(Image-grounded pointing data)
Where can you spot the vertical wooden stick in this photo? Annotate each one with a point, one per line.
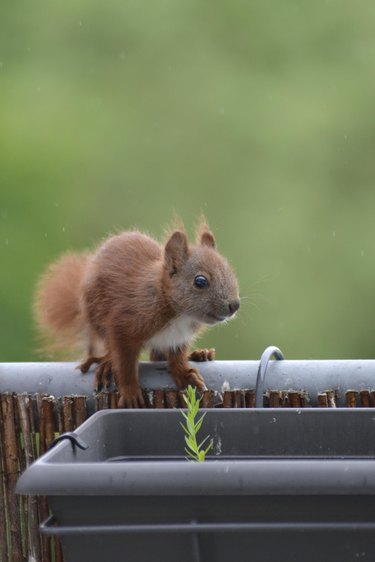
(32, 518)
(12, 472)
(3, 507)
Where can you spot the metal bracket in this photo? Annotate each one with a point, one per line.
(268, 353)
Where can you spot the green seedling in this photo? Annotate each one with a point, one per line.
(195, 451)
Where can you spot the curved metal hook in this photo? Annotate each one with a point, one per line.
(267, 354)
(73, 438)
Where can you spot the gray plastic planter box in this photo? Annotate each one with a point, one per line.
(286, 485)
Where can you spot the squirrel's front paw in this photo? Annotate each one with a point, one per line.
(200, 355)
(131, 397)
(189, 376)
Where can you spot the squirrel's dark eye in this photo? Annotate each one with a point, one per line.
(201, 282)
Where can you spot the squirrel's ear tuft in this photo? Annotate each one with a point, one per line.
(176, 252)
(204, 235)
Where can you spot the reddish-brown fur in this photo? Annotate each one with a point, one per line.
(134, 293)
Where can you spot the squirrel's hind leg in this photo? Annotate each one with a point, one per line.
(103, 372)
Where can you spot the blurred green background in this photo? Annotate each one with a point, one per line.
(260, 114)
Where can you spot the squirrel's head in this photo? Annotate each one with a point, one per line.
(198, 279)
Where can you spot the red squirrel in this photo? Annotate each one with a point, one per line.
(134, 293)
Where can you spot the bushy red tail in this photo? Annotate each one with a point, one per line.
(57, 306)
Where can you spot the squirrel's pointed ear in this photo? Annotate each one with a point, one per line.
(176, 252)
(204, 235)
(208, 239)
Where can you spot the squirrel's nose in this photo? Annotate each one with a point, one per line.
(234, 306)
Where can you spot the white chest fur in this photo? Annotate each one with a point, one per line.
(178, 332)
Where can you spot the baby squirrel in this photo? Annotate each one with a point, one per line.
(133, 293)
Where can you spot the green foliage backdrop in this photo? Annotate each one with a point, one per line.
(260, 114)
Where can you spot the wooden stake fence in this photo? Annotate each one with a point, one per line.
(30, 423)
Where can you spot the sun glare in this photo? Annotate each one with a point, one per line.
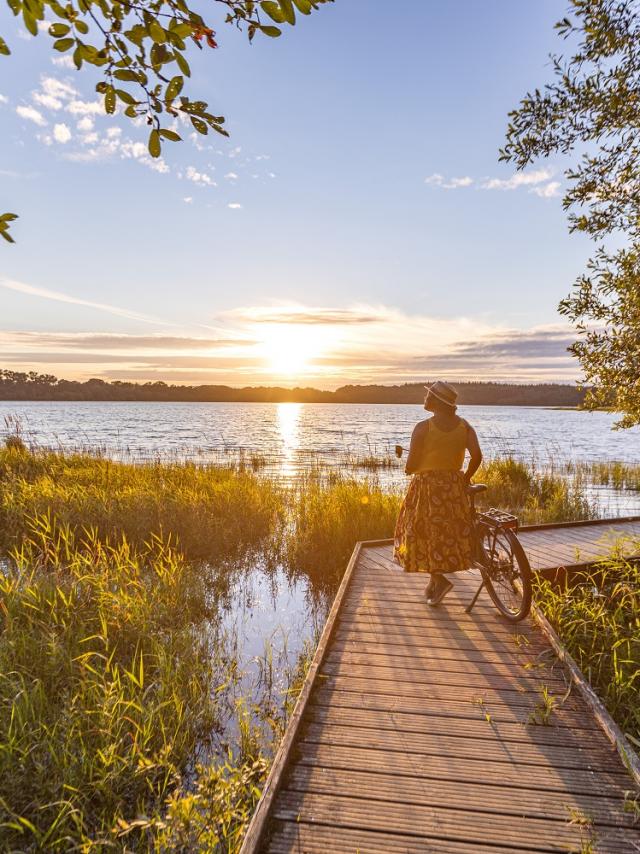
(289, 350)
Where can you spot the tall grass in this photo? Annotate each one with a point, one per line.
(213, 511)
(598, 618)
(106, 688)
(535, 495)
(113, 671)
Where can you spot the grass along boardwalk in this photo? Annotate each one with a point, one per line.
(429, 730)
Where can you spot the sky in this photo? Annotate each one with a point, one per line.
(356, 226)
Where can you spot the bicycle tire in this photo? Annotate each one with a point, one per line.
(513, 603)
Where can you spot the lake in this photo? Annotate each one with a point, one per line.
(269, 614)
(288, 433)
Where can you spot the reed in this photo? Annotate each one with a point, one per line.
(212, 511)
(598, 619)
(115, 675)
(107, 691)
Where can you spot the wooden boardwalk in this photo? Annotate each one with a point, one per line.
(428, 730)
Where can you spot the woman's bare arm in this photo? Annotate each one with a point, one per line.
(473, 446)
(415, 448)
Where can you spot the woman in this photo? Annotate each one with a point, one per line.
(433, 533)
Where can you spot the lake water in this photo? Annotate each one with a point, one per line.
(288, 433)
(268, 612)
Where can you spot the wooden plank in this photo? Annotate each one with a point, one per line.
(610, 728)
(435, 823)
(477, 706)
(529, 668)
(297, 837)
(433, 676)
(428, 744)
(466, 772)
(503, 800)
(440, 725)
(453, 640)
(516, 697)
(256, 830)
(519, 656)
(416, 735)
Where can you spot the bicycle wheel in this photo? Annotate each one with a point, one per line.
(506, 572)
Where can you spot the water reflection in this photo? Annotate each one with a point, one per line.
(288, 416)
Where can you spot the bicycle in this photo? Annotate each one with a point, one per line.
(502, 561)
(498, 554)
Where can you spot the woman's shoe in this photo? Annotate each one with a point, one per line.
(437, 589)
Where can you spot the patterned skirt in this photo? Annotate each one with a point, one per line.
(433, 532)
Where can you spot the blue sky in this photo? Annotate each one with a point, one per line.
(356, 226)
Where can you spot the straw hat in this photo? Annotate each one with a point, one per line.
(444, 392)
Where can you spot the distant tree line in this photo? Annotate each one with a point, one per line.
(33, 386)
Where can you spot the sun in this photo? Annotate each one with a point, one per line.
(289, 350)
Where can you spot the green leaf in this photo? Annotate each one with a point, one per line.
(154, 143)
(288, 11)
(64, 44)
(110, 100)
(200, 126)
(58, 30)
(157, 33)
(272, 32)
(125, 74)
(126, 97)
(29, 21)
(273, 10)
(174, 88)
(182, 64)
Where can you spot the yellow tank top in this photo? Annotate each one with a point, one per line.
(444, 451)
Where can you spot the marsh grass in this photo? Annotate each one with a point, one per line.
(598, 619)
(106, 689)
(212, 511)
(111, 692)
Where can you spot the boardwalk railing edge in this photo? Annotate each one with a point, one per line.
(606, 723)
(612, 731)
(257, 827)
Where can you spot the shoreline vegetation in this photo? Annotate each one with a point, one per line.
(33, 386)
(124, 723)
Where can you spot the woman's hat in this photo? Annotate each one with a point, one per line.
(444, 392)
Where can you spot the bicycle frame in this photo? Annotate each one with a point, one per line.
(486, 527)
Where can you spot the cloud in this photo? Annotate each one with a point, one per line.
(518, 179)
(192, 174)
(297, 314)
(341, 345)
(449, 184)
(536, 180)
(547, 191)
(47, 101)
(31, 115)
(65, 61)
(61, 133)
(85, 108)
(45, 293)
(88, 341)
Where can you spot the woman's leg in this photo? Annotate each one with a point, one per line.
(437, 588)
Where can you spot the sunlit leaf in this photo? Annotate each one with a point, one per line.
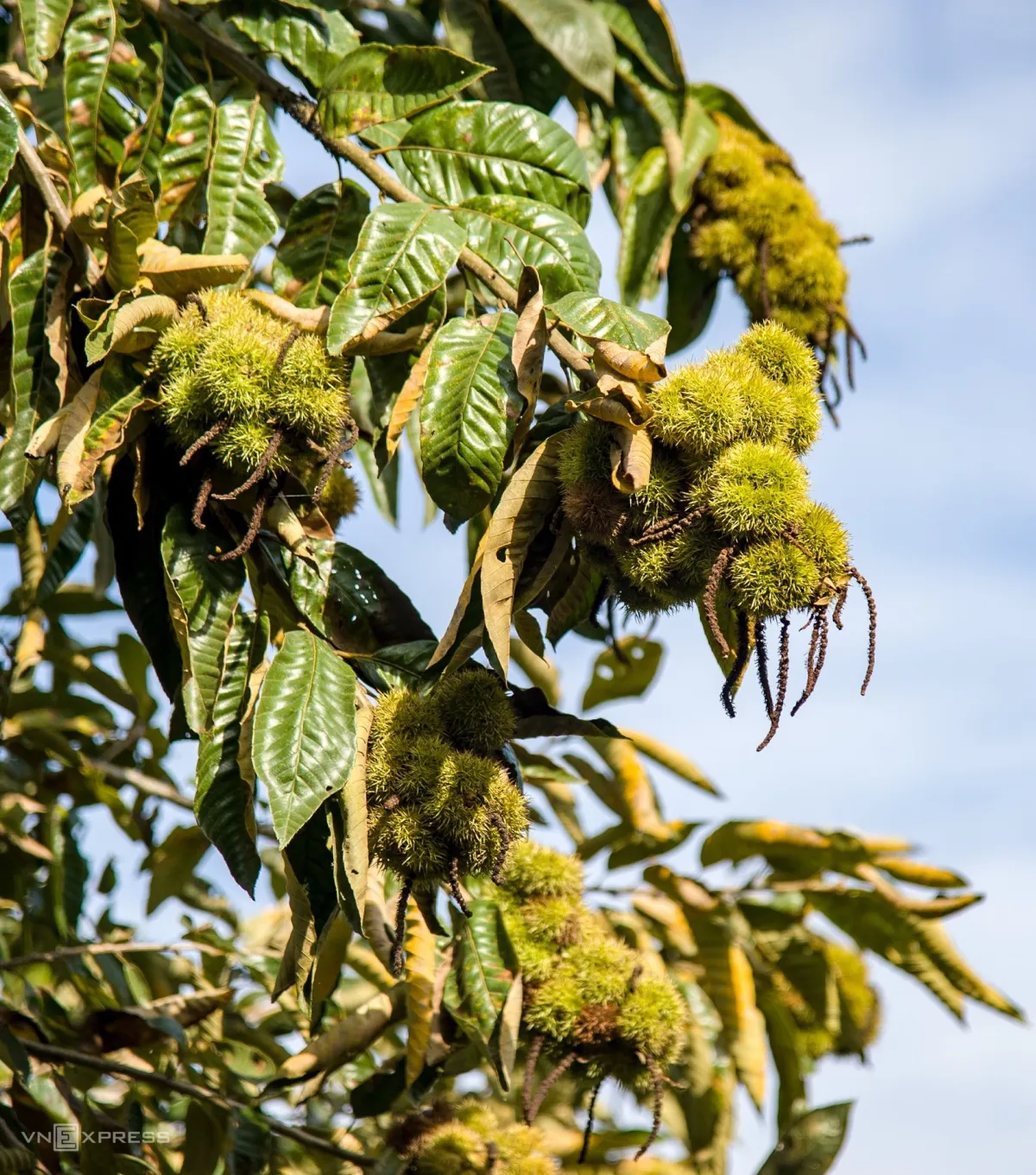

WORK REQUIRED.
Take the lines from the one holding "Where can you spot the blue" through the last line of the data above and copy them exactly, both ends included, omitting all pictures.

TASK OUTPUT.
Where can you spot the blue sky in this photo? Annotate each one with a point, one per line.
(356, 226)
Where can you spot the straw hat in this photo? Annotate each one with a point, one per line.
(444, 392)
Where can you spot the distant tree line in this photo? Annotate each one with a point, one per line.
(33, 386)
Where can you spot the sun in this photo? Annotate each one with a point, one per line.
(289, 350)
Where can you spot the green leaf in this photo? Annotate each one with a point, one per line.
(154, 143)
(288, 11)
(64, 44)
(110, 100)
(200, 126)
(58, 30)
(157, 33)
(272, 32)
(125, 74)
(126, 97)
(29, 21)
(273, 10)
(174, 88)
(182, 64)
Where can you spot the yellow tank top in this photo? Annotate each one with a point, one per line.
(444, 451)
Where can you spot the marsh grass in this photo? Annotate each one with a point, one per line.
(598, 619)
(106, 689)
(212, 511)
(111, 692)
Where can you spot the boardwalk railing edge in this photo? Annotate each one with a point, one per line.
(606, 723)
(612, 731)
(257, 827)
Where can you spot the shoreline vegetation in this photo? Annotate each one with a point, one per line.
(33, 386)
(124, 723)
Where can you spot the woman's hat in this photo? Annotate each one with a point, one per line.
(444, 392)
Where can you spot the bicycle frame in this photo? Annotate each one with a point, one per line.
(486, 527)
Where can you spot the cloud in this photo? Annotate each one with a point, one per line.
(518, 179)
(192, 174)
(297, 314)
(341, 345)
(449, 184)
(536, 180)
(547, 191)
(47, 101)
(31, 115)
(65, 61)
(61, 133)
(85, 108)
(45, 293)
(88, 341)
Where can you spot the woman's leg in this photo? Annotate each one with a point, one per line.
(437, 588)
Where can you spot the sunlit leaf in this photo? Annotate each one with a point, one per line.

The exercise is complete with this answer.